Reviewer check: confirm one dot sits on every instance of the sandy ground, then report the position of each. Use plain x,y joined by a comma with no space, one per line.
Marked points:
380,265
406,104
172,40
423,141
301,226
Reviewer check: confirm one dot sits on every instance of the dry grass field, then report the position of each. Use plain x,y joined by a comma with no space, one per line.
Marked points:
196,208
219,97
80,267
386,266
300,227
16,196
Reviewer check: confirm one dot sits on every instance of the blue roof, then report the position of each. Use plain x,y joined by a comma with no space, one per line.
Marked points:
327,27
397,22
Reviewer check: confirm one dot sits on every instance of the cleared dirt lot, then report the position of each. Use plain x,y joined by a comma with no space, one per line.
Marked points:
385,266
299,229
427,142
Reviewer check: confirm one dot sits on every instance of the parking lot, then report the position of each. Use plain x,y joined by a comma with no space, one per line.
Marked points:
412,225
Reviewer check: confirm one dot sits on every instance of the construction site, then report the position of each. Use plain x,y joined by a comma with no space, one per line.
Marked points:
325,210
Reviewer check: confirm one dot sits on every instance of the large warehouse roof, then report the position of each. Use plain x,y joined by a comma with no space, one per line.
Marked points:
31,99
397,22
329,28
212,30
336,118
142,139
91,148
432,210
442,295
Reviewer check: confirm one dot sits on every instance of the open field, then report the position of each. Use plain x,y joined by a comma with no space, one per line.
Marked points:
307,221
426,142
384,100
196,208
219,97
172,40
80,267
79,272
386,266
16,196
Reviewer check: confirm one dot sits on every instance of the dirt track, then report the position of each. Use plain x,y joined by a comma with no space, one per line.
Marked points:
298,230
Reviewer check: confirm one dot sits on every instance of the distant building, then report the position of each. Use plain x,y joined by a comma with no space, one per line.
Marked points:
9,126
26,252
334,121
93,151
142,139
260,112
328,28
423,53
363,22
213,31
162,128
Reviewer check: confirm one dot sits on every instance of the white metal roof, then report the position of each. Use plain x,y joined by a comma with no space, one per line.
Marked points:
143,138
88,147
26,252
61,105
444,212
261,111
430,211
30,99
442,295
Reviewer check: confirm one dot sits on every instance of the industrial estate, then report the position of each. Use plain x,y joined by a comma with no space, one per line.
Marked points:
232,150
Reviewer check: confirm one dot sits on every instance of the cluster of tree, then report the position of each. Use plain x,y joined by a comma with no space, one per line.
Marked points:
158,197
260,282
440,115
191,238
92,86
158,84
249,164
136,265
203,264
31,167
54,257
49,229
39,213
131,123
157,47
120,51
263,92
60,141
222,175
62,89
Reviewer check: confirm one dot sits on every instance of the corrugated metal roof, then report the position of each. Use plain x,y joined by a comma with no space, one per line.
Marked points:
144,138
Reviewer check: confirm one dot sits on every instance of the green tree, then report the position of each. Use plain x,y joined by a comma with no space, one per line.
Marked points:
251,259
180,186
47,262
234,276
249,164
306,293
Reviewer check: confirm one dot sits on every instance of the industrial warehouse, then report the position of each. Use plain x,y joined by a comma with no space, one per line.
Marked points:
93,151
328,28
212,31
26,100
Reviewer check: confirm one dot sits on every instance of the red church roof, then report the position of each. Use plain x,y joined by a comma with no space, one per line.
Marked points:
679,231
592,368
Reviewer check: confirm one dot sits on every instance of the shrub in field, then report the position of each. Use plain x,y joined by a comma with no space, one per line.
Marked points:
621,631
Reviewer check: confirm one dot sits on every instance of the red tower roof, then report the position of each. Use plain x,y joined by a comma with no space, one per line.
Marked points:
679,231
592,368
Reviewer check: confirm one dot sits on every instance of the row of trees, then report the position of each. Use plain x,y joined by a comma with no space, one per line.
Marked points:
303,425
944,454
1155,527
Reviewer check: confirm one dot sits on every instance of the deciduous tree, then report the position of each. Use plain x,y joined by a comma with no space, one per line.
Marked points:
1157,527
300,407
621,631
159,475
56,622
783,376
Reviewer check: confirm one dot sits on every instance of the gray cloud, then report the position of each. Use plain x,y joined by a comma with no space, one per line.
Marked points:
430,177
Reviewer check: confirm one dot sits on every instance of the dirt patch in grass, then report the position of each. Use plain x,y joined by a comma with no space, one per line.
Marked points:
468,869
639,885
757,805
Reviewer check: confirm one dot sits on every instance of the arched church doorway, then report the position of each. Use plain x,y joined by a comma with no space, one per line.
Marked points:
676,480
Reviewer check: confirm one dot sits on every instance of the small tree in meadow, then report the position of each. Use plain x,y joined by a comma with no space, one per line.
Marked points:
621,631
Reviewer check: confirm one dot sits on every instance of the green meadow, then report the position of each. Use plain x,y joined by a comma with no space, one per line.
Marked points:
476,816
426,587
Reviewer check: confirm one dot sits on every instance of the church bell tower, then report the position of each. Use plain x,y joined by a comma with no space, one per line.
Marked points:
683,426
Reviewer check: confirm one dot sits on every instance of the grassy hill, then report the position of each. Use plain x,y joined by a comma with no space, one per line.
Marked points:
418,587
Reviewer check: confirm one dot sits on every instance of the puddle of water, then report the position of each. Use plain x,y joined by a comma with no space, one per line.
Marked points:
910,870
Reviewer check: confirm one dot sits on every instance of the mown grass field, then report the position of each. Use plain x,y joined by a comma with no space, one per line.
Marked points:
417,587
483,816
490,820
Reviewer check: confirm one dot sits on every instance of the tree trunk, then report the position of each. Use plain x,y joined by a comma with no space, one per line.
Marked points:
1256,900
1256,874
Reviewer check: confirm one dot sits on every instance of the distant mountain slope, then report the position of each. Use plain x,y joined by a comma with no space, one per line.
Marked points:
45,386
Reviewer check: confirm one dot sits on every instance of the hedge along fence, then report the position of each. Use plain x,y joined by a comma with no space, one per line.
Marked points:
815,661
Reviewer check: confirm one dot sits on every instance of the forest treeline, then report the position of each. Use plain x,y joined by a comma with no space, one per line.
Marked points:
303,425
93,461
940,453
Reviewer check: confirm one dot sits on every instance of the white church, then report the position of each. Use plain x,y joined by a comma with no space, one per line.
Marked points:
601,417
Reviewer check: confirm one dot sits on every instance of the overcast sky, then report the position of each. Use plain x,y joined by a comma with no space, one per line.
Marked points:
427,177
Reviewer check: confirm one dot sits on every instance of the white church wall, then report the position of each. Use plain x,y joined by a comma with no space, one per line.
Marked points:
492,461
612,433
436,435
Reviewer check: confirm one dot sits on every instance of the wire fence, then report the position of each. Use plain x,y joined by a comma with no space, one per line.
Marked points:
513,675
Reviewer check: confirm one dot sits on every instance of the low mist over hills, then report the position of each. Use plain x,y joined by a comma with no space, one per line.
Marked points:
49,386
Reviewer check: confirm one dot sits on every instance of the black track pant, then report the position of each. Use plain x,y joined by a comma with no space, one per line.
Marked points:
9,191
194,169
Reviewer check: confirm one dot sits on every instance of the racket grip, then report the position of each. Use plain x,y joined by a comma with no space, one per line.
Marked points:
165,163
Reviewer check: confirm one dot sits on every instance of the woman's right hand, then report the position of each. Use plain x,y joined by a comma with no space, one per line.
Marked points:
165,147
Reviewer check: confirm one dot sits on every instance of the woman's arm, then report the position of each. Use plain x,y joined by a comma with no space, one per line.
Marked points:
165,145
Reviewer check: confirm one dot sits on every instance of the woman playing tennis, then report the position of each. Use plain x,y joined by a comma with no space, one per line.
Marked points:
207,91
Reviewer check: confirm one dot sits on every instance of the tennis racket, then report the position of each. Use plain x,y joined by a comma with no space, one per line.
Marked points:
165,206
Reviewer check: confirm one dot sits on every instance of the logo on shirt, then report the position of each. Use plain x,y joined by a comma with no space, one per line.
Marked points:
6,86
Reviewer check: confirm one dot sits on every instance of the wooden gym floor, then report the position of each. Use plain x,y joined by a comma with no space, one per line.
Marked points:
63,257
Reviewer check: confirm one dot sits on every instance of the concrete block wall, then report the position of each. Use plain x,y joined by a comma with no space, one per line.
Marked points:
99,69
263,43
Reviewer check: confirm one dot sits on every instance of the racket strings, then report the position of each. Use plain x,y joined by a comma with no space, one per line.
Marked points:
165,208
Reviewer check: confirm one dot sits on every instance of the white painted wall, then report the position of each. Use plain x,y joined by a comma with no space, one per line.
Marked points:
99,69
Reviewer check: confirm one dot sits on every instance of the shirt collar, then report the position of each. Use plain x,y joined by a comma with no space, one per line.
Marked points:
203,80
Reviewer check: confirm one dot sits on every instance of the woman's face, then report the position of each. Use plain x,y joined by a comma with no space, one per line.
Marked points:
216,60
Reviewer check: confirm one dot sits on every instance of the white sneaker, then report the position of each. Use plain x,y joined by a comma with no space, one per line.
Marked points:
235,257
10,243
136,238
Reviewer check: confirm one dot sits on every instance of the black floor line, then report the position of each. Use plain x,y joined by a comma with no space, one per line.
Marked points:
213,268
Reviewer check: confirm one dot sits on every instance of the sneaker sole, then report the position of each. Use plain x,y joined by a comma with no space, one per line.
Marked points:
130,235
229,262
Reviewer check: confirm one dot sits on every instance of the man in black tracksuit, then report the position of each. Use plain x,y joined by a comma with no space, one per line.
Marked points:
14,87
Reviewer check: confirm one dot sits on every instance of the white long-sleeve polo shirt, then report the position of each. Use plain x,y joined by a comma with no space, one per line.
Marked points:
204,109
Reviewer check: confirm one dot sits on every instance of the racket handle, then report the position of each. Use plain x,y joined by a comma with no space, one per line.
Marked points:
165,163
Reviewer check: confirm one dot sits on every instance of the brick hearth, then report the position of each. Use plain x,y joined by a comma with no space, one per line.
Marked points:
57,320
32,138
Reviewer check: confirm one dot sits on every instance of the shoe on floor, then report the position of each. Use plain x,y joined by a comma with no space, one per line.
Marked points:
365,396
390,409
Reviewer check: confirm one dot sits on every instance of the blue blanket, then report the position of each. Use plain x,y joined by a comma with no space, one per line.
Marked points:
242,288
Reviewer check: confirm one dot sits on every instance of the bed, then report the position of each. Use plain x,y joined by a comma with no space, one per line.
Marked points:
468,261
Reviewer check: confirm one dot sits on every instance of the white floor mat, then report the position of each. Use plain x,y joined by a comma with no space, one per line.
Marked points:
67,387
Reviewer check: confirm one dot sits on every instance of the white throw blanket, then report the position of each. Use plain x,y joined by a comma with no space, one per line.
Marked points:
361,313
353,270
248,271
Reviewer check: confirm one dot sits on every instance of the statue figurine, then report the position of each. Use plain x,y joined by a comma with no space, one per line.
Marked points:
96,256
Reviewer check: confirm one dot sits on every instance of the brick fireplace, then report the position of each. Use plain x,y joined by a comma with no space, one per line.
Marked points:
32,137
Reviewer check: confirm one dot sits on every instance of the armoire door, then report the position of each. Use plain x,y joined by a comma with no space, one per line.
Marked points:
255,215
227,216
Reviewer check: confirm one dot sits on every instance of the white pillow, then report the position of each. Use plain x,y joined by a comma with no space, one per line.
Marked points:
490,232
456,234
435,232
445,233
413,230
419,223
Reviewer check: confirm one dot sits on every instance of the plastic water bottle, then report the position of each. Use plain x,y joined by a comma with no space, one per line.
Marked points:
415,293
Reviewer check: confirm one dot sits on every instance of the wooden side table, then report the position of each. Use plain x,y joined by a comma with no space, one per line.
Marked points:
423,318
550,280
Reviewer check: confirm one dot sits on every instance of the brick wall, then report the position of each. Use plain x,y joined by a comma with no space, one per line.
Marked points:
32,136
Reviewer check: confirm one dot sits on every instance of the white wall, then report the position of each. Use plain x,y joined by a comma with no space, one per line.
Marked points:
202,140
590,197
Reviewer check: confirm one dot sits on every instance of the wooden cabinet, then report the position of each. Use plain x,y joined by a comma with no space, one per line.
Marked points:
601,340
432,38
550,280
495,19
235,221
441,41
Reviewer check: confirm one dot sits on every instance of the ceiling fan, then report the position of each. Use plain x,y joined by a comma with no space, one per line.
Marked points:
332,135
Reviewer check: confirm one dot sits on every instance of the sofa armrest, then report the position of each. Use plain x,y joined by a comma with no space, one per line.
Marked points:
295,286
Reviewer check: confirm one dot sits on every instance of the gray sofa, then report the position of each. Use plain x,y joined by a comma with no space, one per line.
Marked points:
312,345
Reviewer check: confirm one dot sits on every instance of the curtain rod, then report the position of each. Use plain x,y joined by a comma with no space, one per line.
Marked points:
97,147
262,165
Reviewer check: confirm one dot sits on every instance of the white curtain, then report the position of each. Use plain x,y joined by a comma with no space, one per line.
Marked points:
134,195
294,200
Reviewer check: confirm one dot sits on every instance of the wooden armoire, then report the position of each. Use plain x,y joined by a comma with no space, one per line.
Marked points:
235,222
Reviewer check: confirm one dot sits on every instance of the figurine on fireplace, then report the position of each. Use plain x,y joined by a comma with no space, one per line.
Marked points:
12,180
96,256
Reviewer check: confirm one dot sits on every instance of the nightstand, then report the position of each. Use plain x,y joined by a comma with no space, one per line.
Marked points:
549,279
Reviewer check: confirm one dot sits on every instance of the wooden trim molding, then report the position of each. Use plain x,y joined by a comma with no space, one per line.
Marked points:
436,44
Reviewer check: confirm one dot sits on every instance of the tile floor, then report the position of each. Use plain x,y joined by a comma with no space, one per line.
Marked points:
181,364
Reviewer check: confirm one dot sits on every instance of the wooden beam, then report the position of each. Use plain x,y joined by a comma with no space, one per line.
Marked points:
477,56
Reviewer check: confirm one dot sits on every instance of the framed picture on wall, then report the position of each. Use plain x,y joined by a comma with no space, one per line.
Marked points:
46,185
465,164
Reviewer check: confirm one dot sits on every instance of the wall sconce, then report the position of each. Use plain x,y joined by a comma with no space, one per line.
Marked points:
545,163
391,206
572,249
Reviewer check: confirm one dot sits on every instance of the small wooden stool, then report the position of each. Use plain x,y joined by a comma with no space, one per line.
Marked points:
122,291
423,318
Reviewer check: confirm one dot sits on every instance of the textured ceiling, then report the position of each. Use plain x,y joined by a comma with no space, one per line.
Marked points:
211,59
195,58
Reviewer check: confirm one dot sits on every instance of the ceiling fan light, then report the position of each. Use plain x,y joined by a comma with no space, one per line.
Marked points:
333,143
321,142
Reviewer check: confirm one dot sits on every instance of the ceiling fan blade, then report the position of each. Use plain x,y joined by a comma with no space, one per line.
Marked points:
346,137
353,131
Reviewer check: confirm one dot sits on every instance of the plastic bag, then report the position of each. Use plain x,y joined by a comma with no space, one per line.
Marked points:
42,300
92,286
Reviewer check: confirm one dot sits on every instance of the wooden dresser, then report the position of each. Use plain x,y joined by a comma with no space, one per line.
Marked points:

▶ [What is required] Each line from the one with "fan blade, then" through the last line of the records must be written out word for word. Include nothing else.

▶ [In response]
Reviewer check: confirm one dot sits on every instance of the ceiling fan blade, then report the position of each. Use plain x,y joined by a comma with no space, one per line.
Marked points:
346,137
353,131
Reviewer check: confirm one dot sits on every instance of the plastic bag, then report the position of each. Use plain x,y joined by a comma with no space, one per line.
Marked points:
42,300
92,286
Reviewer check: confirm one dot sits on every instance of the wooden dresser, then report the position of each. Use plain x,y joined by a comma with no space, one per line.
Marked points:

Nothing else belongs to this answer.